Moses Nathaniel Sutton - Research Analyst
That's very helpful.
I don't know if this relates, but there were -- one of the metrics that seem to be different than prior quarters, was the average lease system size of about 8.5 kilowatts.
Anything there?
Is it just mix?
And maybe you could provide any comments there?
Also on the renewal value, I saw $0.40 per watt, usually you're more in the $0.50 range based on your calculation?
Lynn Michelle Jurich - Co-Founder, CEO & Director
Got it.
I'll take the system size.
There are some of the newer markets that we are growing and do tend to have larger system size.
One that where they standout would be Texas, which is a market where people use a lot of air conditioning and have bigger houses than in California.
So I think as you -- as the mix starts to penetrate in markets like that, you're going to see the size improve.
I think we're also always getting better at finding the more attractive customers, and larger system sizes generally yield more profitable projects.
So we also -- we're constantly refining our models to achieve that as well.
On the renewal, I would say there's just variations quarter-to-quarter.
We have also introduced 25-year contracts in some places, whereas before we were exclusively 20 years.
So that would cut that piece of the renewal in half in those instances.
Moses Nathaniel Sutton - Research Analyst
Got it.
And last one from me.
I'm not sure if you can provide this, but how much of your ongoing revenue and/or retain value is driven by SRECs?
We see the broader category of incentive revenue as well as some deferred revenue details, but the clean revenue number either nominally or as a percent of total, it's a bit obfuscated.
I'm just wondering if you can provide that.
Lynn Michelle Jurich - Co-Founder, CEO & Director
So in the definition of any A&G, you're asking how much attributed to SRECs.
So we -- I'm going to defer to Ed here to make sure I'm saying this correct, it's just the contracted, what is actually contracted is reflected in that number.
So uncontracted SRECs, anything that we don't have a contract for would be incremental to that data.
Operator
Our next question comes from the line of Philip Shen from Roth Capital Partners.
Patrick Jobin - VP of Finance & IR
We can come back to Phil, move to the next question, operator?
Operator
Sure, sir.
Philip Shen - MD & Senior Research Analyst
Sorry, guys.
Can you hear me okay?
Patrick Jobin - VP of Finance & IR
Yes, we can hear you now, Phil.
Philip Shen - MD & Senior Research Analyst
Okay.
Great.
Okay.
Sorry about that.
So first question is on the Q3 guide.
How many megawatts do you think you left on the table as a result or do you think you will have left as a result of the longer cycle times and so forth?
Historically, your Q3 guide is between -- is up 10% to 20% sequentially over Q2.
And I think, today, your guidance is just 5% quarter-over-quarter.
So I'm guessing it's the cycle times, the tight labor market and so forth.
But what could it have been had -- you didn't have to deal with those issues?
Lynn Michelle Jurich - Co-Founder, CEO & Director
Yes.
The way I would describe it is, we -- for the back half of the year, we have visibility into the customer deployments overall that we're guiding to.
So it does look like a steep ramp in Q4 based on the Q3 guidance, but it's really just 2 components.
++++++++
EXERCISE DETAILS: Write out the portion of the call transcript above starting at "Is it just mix?" and ending at "that as well.", word for word.

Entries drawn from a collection
++++++++
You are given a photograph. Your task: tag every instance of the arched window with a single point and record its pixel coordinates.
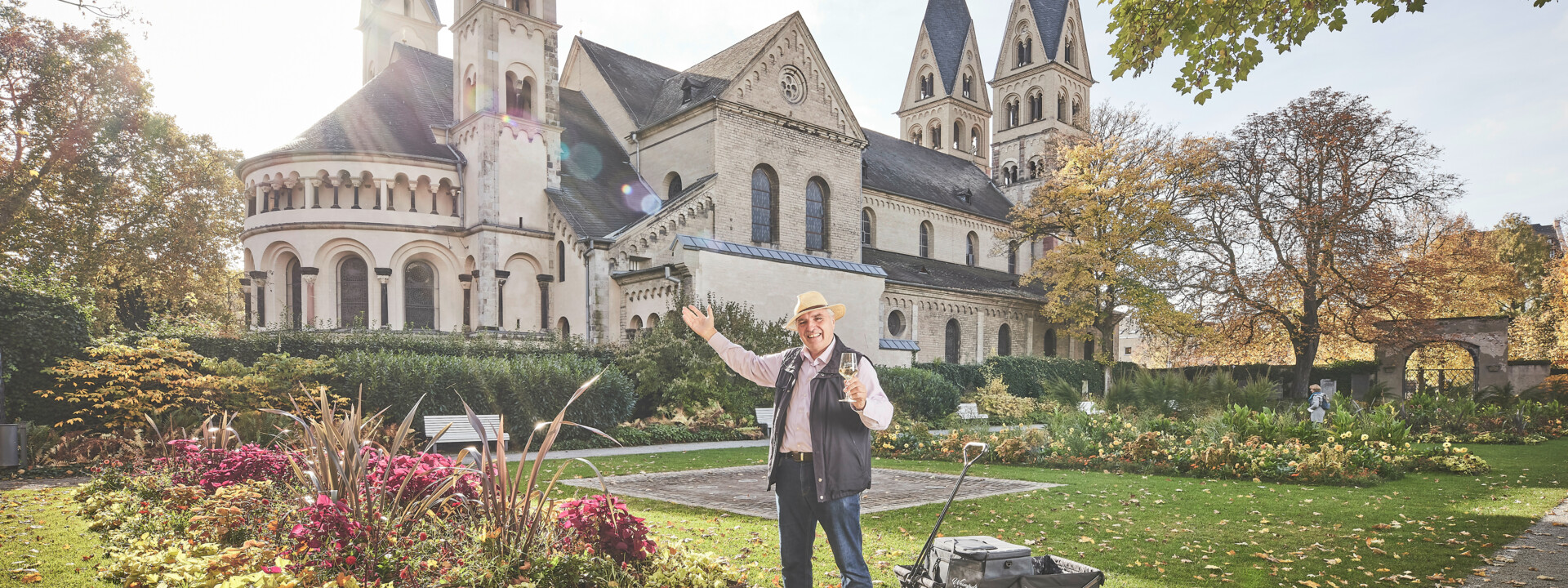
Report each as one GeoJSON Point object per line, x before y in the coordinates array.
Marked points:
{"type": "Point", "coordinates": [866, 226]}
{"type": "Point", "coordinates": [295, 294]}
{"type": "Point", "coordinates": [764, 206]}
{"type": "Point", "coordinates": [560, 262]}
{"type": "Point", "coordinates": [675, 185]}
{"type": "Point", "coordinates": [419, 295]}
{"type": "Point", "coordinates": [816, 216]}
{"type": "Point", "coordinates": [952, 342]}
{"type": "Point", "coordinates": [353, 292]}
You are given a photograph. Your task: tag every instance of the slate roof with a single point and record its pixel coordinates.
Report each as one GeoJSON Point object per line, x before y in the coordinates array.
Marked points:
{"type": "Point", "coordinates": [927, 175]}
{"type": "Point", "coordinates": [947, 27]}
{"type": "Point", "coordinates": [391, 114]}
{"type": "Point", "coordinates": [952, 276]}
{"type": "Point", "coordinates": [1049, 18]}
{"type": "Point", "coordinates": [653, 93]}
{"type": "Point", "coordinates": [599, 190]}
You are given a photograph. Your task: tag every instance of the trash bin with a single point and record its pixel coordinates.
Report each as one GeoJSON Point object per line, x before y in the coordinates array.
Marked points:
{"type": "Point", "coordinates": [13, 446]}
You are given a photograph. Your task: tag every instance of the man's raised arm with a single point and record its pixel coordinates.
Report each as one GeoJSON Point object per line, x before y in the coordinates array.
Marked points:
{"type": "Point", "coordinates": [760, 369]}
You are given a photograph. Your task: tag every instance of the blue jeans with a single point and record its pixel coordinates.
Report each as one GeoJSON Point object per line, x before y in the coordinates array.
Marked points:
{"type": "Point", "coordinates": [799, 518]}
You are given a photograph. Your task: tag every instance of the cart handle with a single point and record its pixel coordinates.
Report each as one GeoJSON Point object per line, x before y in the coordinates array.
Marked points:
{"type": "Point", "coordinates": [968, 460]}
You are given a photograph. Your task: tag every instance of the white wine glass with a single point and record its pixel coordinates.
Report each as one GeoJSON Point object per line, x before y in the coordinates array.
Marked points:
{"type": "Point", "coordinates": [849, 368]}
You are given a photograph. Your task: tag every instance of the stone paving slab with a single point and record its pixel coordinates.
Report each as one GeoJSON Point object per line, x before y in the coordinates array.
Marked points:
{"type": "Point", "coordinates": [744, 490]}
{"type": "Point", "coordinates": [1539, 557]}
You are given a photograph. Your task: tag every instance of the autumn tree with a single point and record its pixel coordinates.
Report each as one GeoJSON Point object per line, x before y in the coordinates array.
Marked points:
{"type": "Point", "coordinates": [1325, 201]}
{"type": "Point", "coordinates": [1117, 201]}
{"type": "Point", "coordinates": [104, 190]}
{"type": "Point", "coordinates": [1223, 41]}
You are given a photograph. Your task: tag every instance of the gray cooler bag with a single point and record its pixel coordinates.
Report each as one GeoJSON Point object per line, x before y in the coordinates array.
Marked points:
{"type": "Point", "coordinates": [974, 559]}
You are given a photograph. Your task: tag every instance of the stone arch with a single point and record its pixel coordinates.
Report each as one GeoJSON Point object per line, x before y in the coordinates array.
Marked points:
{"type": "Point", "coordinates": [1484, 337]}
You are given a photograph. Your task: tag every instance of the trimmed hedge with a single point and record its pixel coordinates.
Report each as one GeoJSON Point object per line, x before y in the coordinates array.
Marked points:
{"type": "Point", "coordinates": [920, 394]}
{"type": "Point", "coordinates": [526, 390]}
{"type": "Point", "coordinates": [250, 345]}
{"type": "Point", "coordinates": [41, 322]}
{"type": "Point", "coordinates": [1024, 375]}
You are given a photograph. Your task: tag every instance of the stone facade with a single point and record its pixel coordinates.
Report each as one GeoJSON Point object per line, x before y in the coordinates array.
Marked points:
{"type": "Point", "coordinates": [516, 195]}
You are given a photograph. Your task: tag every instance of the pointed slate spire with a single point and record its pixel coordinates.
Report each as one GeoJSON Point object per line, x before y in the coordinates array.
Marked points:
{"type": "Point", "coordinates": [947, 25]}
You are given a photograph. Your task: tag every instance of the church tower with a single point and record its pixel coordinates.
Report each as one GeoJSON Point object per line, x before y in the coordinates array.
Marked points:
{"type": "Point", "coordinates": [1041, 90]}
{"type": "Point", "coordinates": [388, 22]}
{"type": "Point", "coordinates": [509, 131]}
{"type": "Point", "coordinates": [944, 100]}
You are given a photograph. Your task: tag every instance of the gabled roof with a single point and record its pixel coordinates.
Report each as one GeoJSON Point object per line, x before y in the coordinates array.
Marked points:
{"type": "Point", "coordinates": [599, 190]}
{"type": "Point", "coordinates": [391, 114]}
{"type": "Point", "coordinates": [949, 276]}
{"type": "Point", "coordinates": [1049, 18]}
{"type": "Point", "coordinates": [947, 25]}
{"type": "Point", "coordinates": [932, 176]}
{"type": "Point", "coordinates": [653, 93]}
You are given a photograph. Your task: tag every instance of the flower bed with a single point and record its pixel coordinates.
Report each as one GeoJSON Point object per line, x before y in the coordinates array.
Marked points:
++++++++
WORKED SOLUTION:
Is it just mix?
And maybe you could provide any comments there?
Also on the renewal value, I saw $0.40 per watt, usually you're more in the $0.50 range based on your calculation?
Lynn Michelle Jurich - Co-Founder, CEO & Director
Got it.
I'll take the system size.
There are some of the newer markets that we are growing and do tend to have larger system size.
One that where they standout would be Texas, which is a market where people use a lot of air conditioning and have bigger houses than in California.
So I think as you -- as the mix starts to penetrate in markets like that, you're going to see the size improve.
I think we're also always getting better at finding the more attractive customers, and larger system sizes generally yield more profitable projects.
So we also -- we're constantly refining our models to achieve that as well.